Please pick out every line in the records below that contains the word "concrete", and copy each one. Case counts.

◆ ◆ ◆ ◆ ◆

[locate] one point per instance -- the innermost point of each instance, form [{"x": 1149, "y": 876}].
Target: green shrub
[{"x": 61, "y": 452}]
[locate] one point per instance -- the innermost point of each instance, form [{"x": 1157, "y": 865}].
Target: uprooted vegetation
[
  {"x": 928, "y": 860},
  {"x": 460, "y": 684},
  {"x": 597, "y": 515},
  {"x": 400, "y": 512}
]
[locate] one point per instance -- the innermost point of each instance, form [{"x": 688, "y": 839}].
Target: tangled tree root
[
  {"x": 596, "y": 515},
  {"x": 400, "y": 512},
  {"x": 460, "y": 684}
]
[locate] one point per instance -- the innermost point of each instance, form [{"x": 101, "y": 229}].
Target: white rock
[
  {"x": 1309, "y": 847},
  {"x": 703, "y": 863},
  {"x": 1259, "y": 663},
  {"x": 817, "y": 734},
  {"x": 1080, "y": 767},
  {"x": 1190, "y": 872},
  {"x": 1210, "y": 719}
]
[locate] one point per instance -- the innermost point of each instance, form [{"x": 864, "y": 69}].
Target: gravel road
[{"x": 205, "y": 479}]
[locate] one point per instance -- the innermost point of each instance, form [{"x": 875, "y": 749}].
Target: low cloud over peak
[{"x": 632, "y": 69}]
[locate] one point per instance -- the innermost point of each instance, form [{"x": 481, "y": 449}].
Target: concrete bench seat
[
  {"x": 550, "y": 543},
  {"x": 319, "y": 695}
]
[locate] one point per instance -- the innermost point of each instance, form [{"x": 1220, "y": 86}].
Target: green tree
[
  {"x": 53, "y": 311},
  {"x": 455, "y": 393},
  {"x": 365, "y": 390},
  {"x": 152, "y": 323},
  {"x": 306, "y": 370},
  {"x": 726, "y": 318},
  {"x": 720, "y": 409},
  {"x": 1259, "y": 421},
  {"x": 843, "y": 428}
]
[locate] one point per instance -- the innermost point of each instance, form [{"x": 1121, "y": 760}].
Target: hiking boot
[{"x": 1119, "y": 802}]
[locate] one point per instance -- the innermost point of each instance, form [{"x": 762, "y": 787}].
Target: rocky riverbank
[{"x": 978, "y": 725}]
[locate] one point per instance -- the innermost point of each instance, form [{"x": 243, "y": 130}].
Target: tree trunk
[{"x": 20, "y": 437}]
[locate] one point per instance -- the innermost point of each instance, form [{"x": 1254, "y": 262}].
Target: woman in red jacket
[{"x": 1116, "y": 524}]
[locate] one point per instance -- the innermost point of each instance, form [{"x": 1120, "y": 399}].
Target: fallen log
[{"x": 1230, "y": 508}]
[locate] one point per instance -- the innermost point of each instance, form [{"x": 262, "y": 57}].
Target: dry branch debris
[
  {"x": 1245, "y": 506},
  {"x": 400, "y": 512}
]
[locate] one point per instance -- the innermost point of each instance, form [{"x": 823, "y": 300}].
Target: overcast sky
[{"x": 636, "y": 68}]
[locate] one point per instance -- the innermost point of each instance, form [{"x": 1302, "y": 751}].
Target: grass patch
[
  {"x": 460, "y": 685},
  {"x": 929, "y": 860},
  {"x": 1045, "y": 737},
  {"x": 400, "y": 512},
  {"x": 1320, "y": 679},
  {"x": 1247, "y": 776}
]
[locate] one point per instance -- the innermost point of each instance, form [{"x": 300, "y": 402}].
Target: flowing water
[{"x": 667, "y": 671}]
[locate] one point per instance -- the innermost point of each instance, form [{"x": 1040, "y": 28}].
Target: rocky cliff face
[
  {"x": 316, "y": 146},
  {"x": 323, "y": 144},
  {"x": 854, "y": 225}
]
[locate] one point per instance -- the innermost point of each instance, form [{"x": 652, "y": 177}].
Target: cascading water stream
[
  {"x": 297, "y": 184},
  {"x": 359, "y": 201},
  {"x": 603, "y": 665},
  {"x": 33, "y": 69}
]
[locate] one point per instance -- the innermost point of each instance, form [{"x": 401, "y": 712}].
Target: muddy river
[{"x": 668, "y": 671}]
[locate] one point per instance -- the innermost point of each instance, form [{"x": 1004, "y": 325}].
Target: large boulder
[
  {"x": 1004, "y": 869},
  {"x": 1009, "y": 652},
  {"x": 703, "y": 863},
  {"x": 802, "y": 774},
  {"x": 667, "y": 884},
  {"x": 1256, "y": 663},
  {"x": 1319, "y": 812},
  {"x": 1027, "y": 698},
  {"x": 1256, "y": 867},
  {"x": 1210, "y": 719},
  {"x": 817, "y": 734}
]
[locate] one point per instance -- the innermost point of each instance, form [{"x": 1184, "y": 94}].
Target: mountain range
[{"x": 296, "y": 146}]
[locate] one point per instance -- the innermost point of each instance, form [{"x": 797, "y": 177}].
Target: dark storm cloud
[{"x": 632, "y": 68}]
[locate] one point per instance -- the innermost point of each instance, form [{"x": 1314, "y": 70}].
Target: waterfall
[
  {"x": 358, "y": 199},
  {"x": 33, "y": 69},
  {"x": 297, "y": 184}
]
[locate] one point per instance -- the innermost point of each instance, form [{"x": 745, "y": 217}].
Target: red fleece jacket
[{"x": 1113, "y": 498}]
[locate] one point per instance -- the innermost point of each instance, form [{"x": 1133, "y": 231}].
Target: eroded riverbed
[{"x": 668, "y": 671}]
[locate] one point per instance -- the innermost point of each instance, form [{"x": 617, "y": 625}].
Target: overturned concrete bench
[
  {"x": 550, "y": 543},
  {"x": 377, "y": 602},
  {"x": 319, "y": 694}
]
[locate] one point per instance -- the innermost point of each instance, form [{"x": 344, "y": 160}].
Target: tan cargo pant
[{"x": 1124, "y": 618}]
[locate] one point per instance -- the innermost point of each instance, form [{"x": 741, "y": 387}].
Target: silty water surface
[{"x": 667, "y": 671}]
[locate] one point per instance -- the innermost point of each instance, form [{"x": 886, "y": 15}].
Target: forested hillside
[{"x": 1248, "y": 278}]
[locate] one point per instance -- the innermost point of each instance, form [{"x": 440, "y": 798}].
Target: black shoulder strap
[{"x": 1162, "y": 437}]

◆ ◆ ◆ ◆ ◆

*Complete response*.
Target: concrete bench seat
Target: overturned concrete bench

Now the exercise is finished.